LOOKED at from a certain angle, maybe what follows is a ghost story.
In 1975 Rob Young was a seven-year-old English schoolboy who watched an awful lot of television. Didn’t we all back then?
That year he can still recall coming home from school and catching the first episode of a new children’s TV series, lodged between Jackanory and The Magic Roundabout.
Adapted from a trilogy of young adult novels by Peter Dickinson, The Changes imagined a world turned upside down. In a bout of destructive madness adults destroy every bit of machinery and technology they can find, and Britain eventually reverts to a pre-industrial agrarian society.
As Young writes in his new book The Magic Box, “I am seven years old and I know how the world will end.”
That programme stayed with the author – haunted him, you might say – into adulthood.
And it was not a one-off. It was merely one of a number of dystopian visions of the nation that filled British television back in the days when there were only three channels and they all still shut down at night.
It is that moment and how it stretches forward to the present day that is at the heart of Young’s new book. Subtitled “Viewing Britain Through the Rectangular Window”, The Magic Box is an attempt at reclamation and, perhaps, mystification. It wrestles with what can be described as a golden age of television and film, but also looks at the darkness and danger that frayed the edges of it.

Provided information:
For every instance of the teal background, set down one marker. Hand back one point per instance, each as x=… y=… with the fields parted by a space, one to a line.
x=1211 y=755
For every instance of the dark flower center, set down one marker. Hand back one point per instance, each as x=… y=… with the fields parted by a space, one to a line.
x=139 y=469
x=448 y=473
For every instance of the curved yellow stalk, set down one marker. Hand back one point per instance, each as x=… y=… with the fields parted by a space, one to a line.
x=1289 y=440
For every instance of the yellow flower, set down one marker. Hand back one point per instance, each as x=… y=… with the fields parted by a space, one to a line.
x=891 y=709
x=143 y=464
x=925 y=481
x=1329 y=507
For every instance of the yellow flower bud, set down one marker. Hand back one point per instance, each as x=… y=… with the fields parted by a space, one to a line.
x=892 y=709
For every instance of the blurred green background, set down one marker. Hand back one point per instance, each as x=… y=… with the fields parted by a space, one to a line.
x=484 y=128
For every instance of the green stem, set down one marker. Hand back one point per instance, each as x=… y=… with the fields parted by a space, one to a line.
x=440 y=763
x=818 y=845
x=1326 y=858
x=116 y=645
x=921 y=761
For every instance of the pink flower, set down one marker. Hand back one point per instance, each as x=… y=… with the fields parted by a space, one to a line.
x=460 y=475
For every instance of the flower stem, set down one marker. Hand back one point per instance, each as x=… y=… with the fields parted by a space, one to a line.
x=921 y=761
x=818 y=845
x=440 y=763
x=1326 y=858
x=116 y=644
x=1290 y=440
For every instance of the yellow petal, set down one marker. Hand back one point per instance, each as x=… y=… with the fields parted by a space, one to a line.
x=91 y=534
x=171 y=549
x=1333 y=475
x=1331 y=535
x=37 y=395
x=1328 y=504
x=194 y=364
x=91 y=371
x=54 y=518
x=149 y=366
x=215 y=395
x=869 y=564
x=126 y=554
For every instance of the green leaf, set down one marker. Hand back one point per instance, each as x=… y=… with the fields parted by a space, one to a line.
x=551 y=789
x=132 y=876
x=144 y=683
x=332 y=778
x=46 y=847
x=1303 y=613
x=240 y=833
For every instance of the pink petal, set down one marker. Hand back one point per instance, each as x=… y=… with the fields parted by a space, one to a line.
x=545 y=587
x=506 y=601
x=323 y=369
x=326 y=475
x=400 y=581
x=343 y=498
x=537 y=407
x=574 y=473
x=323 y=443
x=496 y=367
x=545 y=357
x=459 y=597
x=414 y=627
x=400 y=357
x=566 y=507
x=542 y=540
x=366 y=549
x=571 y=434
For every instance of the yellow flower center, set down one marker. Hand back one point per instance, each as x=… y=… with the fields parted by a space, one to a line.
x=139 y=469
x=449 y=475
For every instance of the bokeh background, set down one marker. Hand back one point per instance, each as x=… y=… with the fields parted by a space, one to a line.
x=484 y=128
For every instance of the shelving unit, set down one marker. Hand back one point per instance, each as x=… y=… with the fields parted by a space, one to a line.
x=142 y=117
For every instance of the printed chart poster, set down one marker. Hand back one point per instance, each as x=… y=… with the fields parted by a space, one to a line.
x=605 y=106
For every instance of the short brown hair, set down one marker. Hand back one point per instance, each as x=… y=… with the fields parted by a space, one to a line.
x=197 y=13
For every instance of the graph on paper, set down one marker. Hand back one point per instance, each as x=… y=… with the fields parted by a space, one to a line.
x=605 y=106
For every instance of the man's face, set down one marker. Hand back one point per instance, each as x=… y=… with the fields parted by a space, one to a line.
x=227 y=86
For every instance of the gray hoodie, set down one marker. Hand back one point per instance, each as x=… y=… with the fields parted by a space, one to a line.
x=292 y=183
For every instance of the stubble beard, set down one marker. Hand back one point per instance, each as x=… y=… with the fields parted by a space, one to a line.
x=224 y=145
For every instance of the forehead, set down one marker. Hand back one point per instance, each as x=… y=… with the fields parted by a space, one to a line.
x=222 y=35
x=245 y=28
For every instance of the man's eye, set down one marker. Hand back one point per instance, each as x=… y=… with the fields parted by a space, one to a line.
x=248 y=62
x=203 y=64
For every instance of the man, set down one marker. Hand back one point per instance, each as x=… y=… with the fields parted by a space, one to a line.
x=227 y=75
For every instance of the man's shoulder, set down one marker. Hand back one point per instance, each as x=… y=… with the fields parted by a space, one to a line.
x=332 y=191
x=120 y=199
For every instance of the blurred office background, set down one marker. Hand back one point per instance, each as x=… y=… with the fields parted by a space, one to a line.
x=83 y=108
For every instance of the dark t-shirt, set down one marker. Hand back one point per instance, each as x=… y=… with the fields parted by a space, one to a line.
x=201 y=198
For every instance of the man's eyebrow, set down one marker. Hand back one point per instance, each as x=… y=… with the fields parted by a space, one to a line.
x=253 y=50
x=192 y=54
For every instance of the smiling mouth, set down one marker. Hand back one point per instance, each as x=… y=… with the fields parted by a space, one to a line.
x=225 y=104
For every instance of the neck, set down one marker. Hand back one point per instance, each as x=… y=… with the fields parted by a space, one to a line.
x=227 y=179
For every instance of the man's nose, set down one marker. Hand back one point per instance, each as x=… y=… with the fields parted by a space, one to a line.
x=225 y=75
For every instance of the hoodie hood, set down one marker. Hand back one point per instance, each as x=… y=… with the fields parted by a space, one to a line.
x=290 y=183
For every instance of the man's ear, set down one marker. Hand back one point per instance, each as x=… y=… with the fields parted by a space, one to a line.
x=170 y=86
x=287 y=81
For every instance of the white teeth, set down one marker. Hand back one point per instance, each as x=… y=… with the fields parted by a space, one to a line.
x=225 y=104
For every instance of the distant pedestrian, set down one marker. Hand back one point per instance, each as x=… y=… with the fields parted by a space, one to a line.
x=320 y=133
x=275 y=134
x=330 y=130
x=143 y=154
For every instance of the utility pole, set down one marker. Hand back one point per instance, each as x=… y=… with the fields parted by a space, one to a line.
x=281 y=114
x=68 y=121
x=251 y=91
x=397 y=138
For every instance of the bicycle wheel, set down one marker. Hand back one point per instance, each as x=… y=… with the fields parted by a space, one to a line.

Exercise instructions: In the text about Rob Young's book, who wrote the novels that the series The Changes was adapted from?

Finished exercise: Peter Dickinson